文本摘录 –
◇ ◇ ◇ ◇
但是存储在CompletedFetches队列中的数据还是未解析的FetchResponse.PartitionData对象。在fetchedRecords()方法中会将CompletedFetch中的消息数据进行解析，得到Record集合并返回，同时还会修改对应的TopicPartitionState的position,为下次操作做准备，fetchedRecords()方法代码如下：

 /**
     * Return the fetched records, empty the record buffer and update the consumed position.
     *
     * NOTE: returning empty records guarantees the consumed position are NOT updated.
     *
     * @return The fetched records per partition
     * @throws OffsetOutOfRangeException If there is OffsetOutOfRange error in fetchResponse and
     *         the defaultResetPolicy is NONE
     */
    public Map<TopicPartition, List<ConsumerRecord<K, V>>> fetchedRecords() {
        if (this.subscriptions.partitionAssignmentNeeded()) {
            return Collections.emptyMap();//需要进行Rebalance操作则返回空集合
        } else {
            //按照TopicPartition进行分类
            Map<TopicPartition, List<ConsumerRecord<K, V>>> drained = new HashMap<>();
            //一次最多取出maxPollRecords条消息
            int recordsRemaining = maxPollRecords;
            //completedFetches集合的迭代器
            Iterator<CompletedFetch> completedFetchesIterator = completedFetches.iterator();

            while (recordsRemaining > 0) {//遍历completedFetches集合
                if (nextInLineRecords == null || nextInLineRecords.isEmpty()) {
                    if (!completedFetchesIterator.hasNext())
                        break;

                    CompletedFetch completion = completedFetchesIterator.next();
                    completedFetchesIterator.remove();
                    //解析CompletedFetch得到一个PartitionRecords对象
                    nextInLineRecords = parseFetchedData(completion);
                } else {
                    //将nextInLineRecords中的消息添加到drained中
                    recordsRemaining -= append(drained, nextInLineRecords, recordsRemaining);
                }
            }

            return drained;//将结果集合返回
        }
    }

/**
     * The callback for fetch completion  解析CompletedFetch
     */
    private PartitionRecords<K, V> parseFetchedData(CompletedFetch completedFetch) {
        TopicPartition tp = completedFetch.partition;
        FetchResponse.PartitionData partition = completedFetch.partitionData;
        long fetchOffset = completedFetch.fetchedOffset;
        int bytes = 0;
        int recordsCount = 0;
        PartitionRecords<K, V> parsedRecords = null;

        try {
            if (!subscriptions.isFetchable(tp)) {
                // this can happen when a rebalance happened or a partition consumption paused
                // while fetch is still in-flight
                log.debug("Ignoring fetched records for partition {} since it is no longer fetchable", tp);
            } else if (partition.errorCode == Errors.NONE.code()) {
                // we are interested in this fetch only if the beginning offset matches the
                // current consumed position
                Long position = subscriptions.position(tp);
                if (position == null || position != fetchOffset) {
                    log.debug("Discarding stale fetch response for partition {} since its offset {} does not match " +
                            "the expected offset {}", tp, fetchOffset, position);
                    return null;
                }

                ByteBuffer buffer = partition.recordSet;
                //创建MemoryRecords，其中的ByteBuffer来自FetchResponse
                MemoryRecords records = MemoryRecords.readableRecords(buffer);
                List<ConsumerRecord<K, V>> parsed = new ArrayList<>();
                boolean skippedRecords = false;
                //遍历创建MemoryRecords获取Record集合。
◇ ◇ ◇ ◇
已存数据:

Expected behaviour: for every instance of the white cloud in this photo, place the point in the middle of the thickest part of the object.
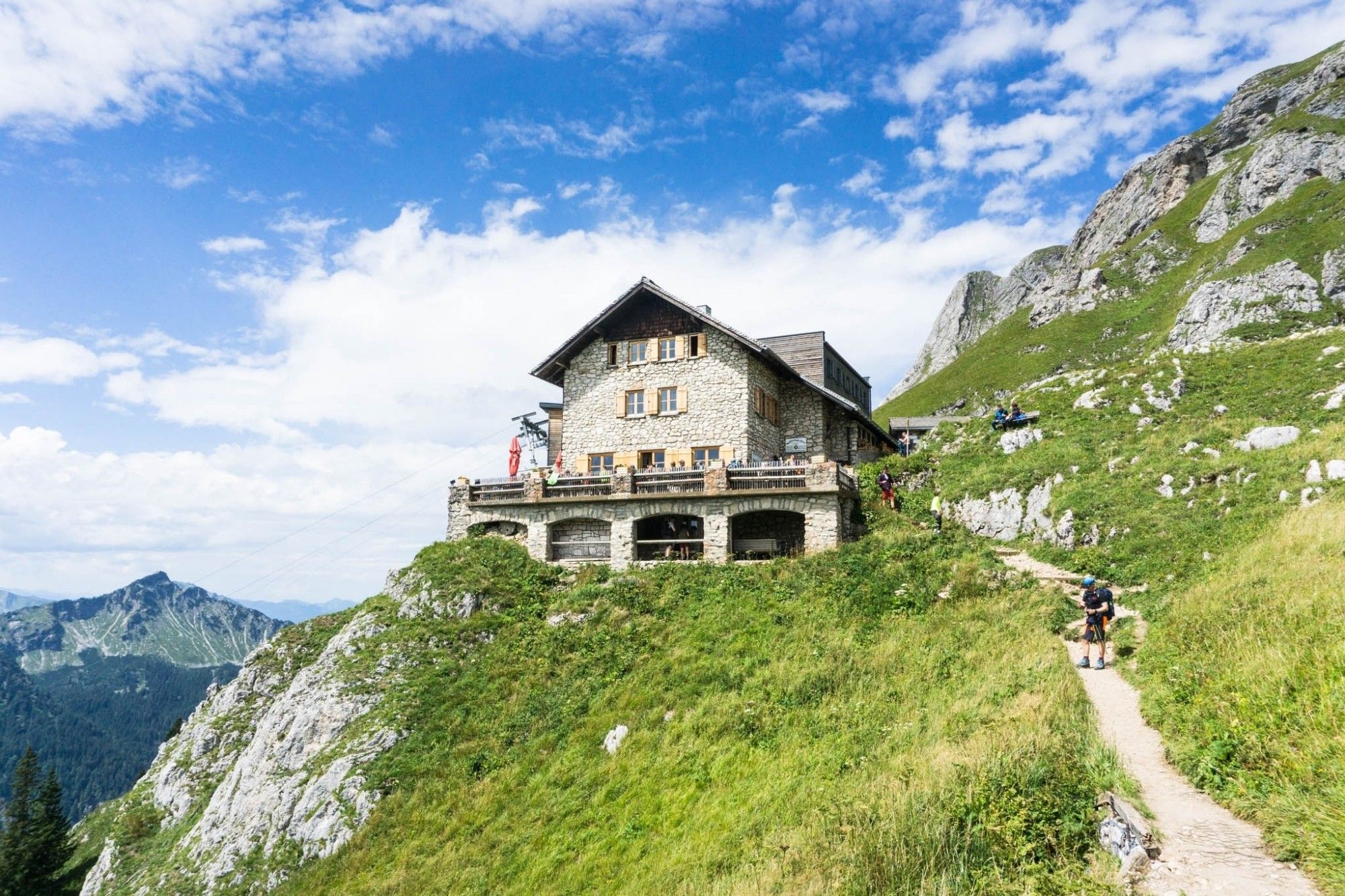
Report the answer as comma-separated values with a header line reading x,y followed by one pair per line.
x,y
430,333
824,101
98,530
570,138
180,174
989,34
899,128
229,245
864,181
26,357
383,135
◇ ◇ ◇ ◇
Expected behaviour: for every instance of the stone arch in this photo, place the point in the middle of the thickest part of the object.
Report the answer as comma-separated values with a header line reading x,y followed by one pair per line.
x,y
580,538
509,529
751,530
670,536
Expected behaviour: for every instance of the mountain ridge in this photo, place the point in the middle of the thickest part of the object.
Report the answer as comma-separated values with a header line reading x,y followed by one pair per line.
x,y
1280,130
◇ ◇ ◇ ◇
任务目标 –
根据摘录回答下列问题：
(a) 需要进行Rebalance操作时，fetchedRecords()方法返回什么？
(b) fetchedRecords()方法一次最多取出多少条消息？
(c) 在parseFetchedData()中，如果position为null或与fetchOffset不相等，方法返回什么？
这些数据行与摘录的内容没有关系。

参考答案 –
(a) 返回空集合，即Collections.emptyMap()。
(b) 最多取出maxPollRecords条消息。
(c) 返回null。